(EXERCISE PROMPT) Work through the records below, line by line, and say how many lines include "hand", with nothing else.
========================================
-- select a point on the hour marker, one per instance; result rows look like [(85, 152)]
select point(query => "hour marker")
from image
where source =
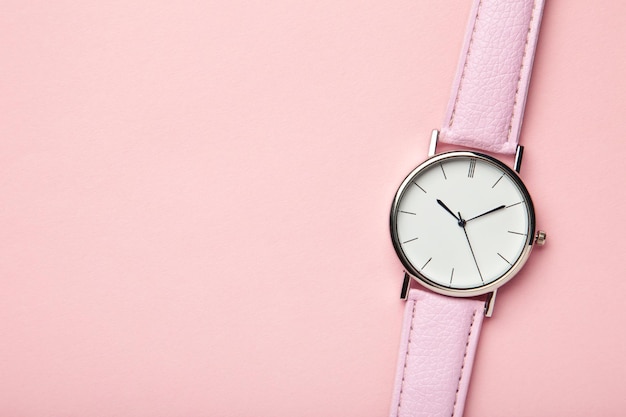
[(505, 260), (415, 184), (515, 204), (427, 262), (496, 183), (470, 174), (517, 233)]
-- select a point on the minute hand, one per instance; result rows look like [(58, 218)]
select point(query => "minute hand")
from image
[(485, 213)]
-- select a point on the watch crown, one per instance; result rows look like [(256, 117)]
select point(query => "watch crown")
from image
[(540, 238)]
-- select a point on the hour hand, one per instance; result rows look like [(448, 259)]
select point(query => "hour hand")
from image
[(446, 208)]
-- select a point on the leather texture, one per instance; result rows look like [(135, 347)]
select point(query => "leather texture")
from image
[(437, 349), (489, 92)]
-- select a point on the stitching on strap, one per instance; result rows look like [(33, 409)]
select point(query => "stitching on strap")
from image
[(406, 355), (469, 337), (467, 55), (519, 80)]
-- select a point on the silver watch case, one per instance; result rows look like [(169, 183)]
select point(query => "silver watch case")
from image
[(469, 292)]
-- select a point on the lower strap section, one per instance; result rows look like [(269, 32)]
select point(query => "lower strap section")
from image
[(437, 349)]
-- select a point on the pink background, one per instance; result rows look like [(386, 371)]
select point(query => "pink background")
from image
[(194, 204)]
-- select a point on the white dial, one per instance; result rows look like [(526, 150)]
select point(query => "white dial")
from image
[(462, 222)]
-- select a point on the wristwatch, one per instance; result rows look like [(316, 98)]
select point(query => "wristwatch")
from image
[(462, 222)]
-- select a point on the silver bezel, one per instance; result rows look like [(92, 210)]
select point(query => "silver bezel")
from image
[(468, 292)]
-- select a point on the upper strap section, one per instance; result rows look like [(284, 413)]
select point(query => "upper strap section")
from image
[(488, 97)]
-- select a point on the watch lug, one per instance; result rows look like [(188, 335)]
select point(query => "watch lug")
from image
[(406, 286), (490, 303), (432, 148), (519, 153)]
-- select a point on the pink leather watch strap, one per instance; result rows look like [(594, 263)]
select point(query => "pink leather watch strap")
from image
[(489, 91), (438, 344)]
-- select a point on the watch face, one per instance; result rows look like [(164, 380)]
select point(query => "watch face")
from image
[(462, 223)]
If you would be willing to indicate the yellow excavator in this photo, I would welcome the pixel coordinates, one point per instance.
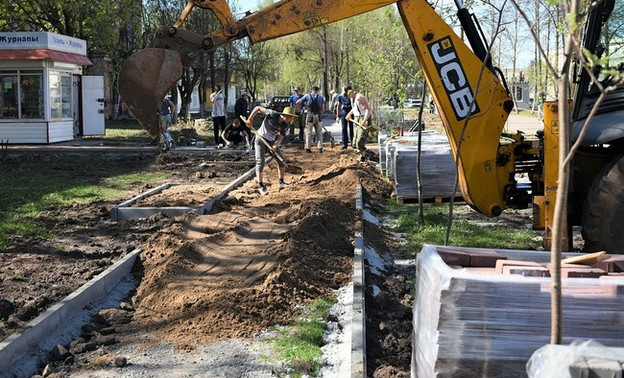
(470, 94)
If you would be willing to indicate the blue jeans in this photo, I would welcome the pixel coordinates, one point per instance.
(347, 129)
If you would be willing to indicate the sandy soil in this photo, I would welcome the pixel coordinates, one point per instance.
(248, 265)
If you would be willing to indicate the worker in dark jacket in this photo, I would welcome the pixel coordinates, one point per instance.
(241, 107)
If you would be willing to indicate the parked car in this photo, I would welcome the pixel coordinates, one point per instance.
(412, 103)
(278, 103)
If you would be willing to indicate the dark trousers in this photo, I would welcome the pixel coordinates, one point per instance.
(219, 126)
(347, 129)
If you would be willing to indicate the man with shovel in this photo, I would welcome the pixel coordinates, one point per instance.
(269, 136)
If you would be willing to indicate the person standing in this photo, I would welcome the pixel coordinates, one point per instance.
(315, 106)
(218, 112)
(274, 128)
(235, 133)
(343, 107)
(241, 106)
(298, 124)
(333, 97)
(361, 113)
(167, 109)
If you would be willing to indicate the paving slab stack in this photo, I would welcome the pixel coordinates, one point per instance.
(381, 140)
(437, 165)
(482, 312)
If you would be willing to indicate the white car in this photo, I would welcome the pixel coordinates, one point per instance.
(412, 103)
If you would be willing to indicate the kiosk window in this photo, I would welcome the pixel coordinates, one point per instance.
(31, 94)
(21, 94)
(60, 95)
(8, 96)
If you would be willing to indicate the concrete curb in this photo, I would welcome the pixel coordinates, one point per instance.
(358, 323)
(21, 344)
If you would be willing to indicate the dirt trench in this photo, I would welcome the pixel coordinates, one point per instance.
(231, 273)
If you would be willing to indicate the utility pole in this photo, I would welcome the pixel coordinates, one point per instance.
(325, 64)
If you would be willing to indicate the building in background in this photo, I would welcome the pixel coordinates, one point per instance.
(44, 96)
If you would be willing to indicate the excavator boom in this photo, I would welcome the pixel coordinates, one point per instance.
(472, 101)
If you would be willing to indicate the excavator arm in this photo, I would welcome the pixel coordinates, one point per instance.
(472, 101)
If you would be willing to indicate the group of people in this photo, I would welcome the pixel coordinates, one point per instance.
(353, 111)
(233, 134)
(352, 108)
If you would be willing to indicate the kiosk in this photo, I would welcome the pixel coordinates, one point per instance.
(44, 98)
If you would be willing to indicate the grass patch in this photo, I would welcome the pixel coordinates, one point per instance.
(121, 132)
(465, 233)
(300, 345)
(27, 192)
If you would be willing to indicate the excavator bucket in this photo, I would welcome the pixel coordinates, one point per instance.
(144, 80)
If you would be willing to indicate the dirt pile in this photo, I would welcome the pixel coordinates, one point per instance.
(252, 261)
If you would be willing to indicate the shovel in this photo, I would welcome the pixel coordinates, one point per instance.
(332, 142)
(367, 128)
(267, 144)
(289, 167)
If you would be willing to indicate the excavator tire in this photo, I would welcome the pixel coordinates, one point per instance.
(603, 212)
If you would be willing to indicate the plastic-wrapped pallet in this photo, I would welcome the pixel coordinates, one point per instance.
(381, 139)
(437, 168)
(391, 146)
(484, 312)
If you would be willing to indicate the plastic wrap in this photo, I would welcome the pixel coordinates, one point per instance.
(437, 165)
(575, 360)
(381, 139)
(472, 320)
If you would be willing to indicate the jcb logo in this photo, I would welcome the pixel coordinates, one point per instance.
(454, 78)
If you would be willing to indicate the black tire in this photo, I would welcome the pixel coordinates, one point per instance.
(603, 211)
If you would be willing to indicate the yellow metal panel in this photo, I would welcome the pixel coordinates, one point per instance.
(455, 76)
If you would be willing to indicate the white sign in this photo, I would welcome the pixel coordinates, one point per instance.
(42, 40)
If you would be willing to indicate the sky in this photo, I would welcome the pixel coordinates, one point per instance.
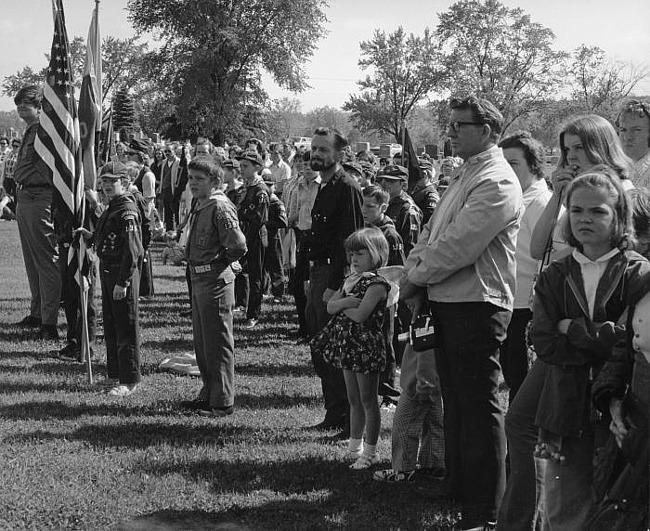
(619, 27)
========================================
(EXERCISE SOLUTION) 4